### What the exercise asks
Nothing in the copy should be a picture; everything else in the listing is to be restated exactly.

### Dataset content
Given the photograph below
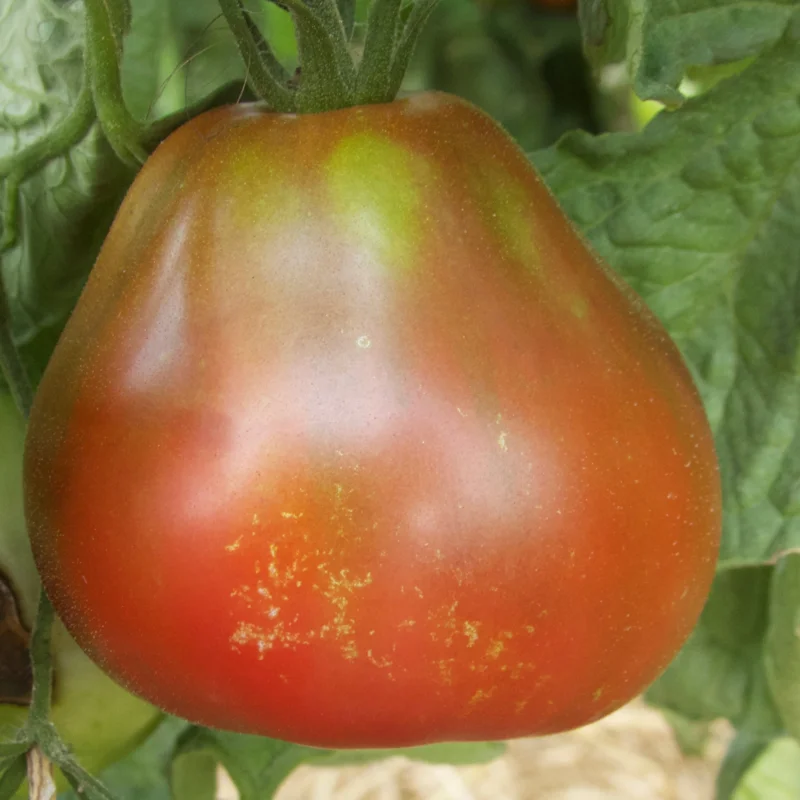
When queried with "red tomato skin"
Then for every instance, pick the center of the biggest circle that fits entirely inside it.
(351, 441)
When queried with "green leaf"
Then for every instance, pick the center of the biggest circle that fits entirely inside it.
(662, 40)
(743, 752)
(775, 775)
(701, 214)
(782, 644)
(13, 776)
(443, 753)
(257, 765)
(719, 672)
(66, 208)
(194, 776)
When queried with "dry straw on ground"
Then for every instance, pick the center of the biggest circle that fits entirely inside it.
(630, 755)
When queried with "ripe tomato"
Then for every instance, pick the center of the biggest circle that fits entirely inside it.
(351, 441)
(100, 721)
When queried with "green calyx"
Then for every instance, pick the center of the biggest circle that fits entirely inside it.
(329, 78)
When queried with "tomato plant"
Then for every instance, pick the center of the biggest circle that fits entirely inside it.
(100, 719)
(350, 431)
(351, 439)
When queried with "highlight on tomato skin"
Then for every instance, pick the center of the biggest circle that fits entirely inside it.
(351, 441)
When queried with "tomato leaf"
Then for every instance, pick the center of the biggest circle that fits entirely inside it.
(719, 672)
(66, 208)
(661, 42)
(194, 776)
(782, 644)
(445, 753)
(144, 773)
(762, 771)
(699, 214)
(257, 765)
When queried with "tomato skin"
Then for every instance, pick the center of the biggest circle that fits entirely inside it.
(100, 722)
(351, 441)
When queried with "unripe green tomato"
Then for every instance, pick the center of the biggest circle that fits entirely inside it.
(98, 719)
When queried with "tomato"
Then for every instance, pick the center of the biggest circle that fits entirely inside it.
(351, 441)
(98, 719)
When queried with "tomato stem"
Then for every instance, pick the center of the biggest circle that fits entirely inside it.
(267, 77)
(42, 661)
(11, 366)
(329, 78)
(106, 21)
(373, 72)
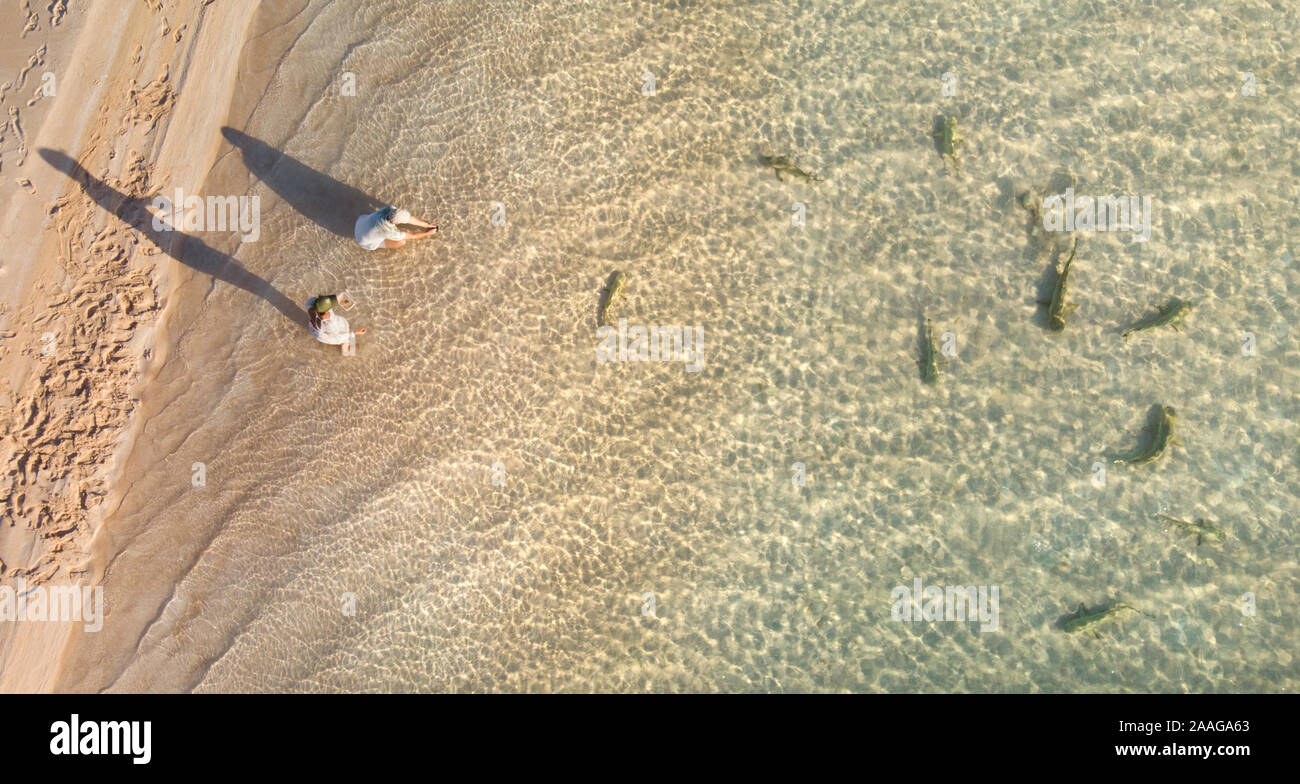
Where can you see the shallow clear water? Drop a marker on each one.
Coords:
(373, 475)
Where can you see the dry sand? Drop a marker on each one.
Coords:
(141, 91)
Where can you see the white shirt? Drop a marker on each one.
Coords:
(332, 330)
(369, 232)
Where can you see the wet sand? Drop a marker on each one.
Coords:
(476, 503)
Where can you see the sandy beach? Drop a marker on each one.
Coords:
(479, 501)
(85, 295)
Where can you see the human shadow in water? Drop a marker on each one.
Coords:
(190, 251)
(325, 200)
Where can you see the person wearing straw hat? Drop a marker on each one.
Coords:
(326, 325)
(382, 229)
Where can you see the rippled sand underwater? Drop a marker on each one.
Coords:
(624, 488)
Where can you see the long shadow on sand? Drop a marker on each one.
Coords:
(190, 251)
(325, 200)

### Answer
Given the photograph below
When queried with "red tomato skin"
Then for every instance, pick the center of the biggest circle that fits entirely inside it.
(351, 441)
When queried with "green leaf"
Then for every instance, pick the center of the biggest circle that fits entirely inside it.
(662, 40)
(743, 752)
(775, 775)
(701, 214)
(782, 644)
(13, 776)
(443, 753)
(257, 765)
(719, 672)
(66, 208)
(194, 776)
When queried with "dry straw on ground"
Then for every instance, pick the center of the biggest circle that fits entirely inside it.
(630, 755)
When queried with "ripe tomato"
Then for every instance, pick the center of the biggest circle that fits entirely inside it.
(351, 441)
(100, 721)
When queried with "green calyx"
Then for every instance, pick the center of the biggest circle that fits entirely inside it.
(329, 78)
When queried with "tomato plant"
Then for every instance, pick the center of the biggest circle that fits entirely inside it.
(100, 719)
(350, 431)
(351, 439)
When queried with "highlight on tomato skin"
Then for every instance, pick the center of the biggest circle that fits entirely inside it.
(351, 441)
When queried with "tomato leaf"
Then for every instance, pick the center of the biggest circle that fits entirely inside it.
(719, 672)
(66, 208)
(661, 42)
(194, 776)
(782, 644)
(445, 753)
(144, 773)
(762, 771)
(699, 214)
(257, 765)
When queried with "tomato skin"
Then for every instance, pick the center of the biggest circle that fits entirely inside it.
(100, 722)
(351, 441)
When queried with "unripe green tomato"
Then for every instance, pick the center of the biggest circle that fits entirely inside it.
(98, 719)
When queried with "tomato"
Then for every instance, pick the center of the biggest circle that fits entirely inside it.
(351, 441)
(98, 719)
When queried with "tomato stem"
Then for every instance, pick the center of the biggest circle that fits entirely inside it.
(267, 77)
(42, 661)
(11, 366)
(329, 78)
(106, 21)
(373, 72)
Where can you see the shallow clear water? Drop a marker on each one.
Coords:
(373, 475)
Where can you see the dry sand? Drop a marker on each one.
Coords:
(141, 91)
Where can you see the white shirt? Drop a marker on each one.
Coords:
(332, 330)
(369, 232)
Where can you see the wet sand? Drop a marker on each one.
Coords:
(476, 503)
Where can you see the sandy beach? Drop a marker on each one.
Coords:
(479, 501)
(85, 295)
Where can you see the human shadow in water? Drop a marker on each one.
Coords:
(190, 251)
(325, 200)
Where can you see the person wearing straw hat? Drop a marker on each one.
Coords:
(326, 325)
(382, 229)
Where can you see the rippled sand underwater? Drop a marker on each one.
Coords:
(624, 488)
Where can you see the long shadow on sand? Drop a marker on each one.
Coords:
(190, 251)
(325, 200)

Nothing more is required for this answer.